======== Data listing ========
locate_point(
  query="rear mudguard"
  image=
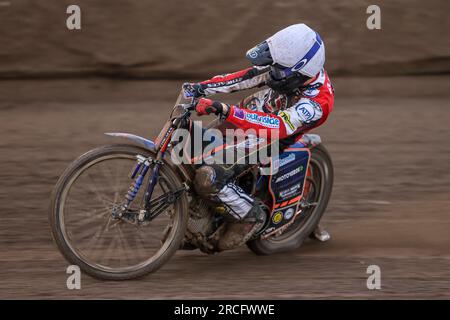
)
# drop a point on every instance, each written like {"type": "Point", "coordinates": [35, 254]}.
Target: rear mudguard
{"type": "Point", "coordinates": [185, 172]}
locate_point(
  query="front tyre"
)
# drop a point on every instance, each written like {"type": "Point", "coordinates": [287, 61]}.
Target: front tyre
{"type": "Point", "coordinates": [320, 181]}
{"type": "Point", "coordinates": [87, 234]}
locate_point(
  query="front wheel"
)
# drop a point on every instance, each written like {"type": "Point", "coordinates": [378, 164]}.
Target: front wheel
{"type": "Point", "coordinates": [317, 191]}
{"type": "Point", "coordinates": [90, 236]}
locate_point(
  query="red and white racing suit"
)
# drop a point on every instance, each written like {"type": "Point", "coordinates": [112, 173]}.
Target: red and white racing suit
{"type": "Point", "coordinates": [271, 111]}
{"type": "Point", "coordinates": [267, 111]}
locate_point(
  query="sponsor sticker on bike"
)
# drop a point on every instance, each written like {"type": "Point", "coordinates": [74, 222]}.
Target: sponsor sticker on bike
{"type": "Point", "coordinates": [277, 217]}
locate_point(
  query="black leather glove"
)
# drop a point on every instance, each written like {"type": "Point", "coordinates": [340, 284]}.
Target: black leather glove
{"type": "Point", "coordinates": [193, 90]}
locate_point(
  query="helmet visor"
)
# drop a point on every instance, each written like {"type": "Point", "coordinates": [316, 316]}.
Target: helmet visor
{"type": "Point", "coordinates": [278, 72]}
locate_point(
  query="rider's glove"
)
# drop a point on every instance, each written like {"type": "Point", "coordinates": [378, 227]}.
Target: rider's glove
{"type": "Point", "coordinates": [207, 106]}
{"type": "Point", "coordinates": [193, 90]}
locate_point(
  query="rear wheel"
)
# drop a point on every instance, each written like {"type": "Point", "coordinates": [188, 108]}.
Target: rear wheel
{"type": "Point", "coordinates": [85, 230]}
{"type": "Point", "coordinates": [317, 190]}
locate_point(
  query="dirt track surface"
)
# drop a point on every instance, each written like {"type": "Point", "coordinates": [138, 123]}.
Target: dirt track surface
{"type": "Point", "coordinates": [390, 204]}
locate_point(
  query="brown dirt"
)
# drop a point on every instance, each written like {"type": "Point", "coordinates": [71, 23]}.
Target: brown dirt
{"type": "Point", "coordinates": [168, 38]}
{"type": "Point", "coordinates": [390, 204]}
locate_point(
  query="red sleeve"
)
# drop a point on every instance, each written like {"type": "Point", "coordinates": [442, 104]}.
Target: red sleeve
{"type": "Point", "coordinates": [266, 124]}
{"type": "Point", "coordinates": [240, 80]}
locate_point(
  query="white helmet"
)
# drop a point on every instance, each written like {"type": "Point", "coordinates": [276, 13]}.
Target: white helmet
{"type": "Point", "coordinates": [296, 49]}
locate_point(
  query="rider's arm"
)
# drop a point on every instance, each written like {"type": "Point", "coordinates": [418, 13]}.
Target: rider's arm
{"type": "Point", "coordinates": [303, 115]}
{"type": "Point", "coordinates": [240, 80]}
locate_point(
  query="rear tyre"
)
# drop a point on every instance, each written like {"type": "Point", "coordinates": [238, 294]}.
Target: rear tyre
{"type": "Point", "coordinates": [321, 186]}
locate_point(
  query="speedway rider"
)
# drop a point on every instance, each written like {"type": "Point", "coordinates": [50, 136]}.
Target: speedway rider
{"type": "Point", "coordinates": [300, 97]}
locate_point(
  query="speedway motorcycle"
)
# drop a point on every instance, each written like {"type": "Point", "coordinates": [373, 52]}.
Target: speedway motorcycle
{"type": "Point", "coordinates": [121, 211]}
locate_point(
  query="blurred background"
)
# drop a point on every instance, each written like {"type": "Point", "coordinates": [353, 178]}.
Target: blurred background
{"type": "Point", "coordinates": [61, 89]}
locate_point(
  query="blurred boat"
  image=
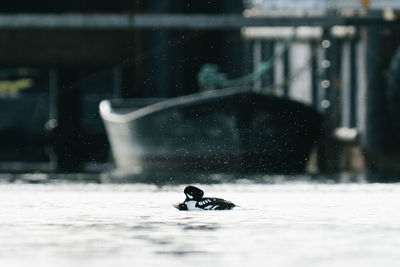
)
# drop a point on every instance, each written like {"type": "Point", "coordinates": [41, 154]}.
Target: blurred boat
{"type": "Point", "coordinates": [229, 130]}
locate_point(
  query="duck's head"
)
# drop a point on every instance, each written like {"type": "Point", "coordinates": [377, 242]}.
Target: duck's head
{"type": "Point", "coordinates": [193, 193]}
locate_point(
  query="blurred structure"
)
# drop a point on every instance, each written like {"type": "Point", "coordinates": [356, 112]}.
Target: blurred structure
{"type": "Point", "coordinates": [57, 63]}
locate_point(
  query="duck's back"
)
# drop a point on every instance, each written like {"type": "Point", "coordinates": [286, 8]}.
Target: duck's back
{"type": "Point", "coordinates": [211, 203]}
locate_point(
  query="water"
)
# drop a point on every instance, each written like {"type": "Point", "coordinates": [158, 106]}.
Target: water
{"type": "Point", "coordinates": [287, 224]}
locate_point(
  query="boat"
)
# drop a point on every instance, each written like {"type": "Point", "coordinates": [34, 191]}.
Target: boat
{"type": "Point", "coordinates": [220, 131]}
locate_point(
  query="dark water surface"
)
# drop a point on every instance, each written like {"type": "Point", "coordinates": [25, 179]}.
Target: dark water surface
{"type": "Point", "coordinates": [281, 223]}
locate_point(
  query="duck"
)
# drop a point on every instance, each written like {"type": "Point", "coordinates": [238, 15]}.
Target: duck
{"type": "Point", "coordinates": [195, 201]}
========
◆ Problem requirements ◆
Select every line of the material above that contains the string "visor", and copy each one out in full.

◆ Solution for this task ◆
  query="helmet visor"
Target: helmet visor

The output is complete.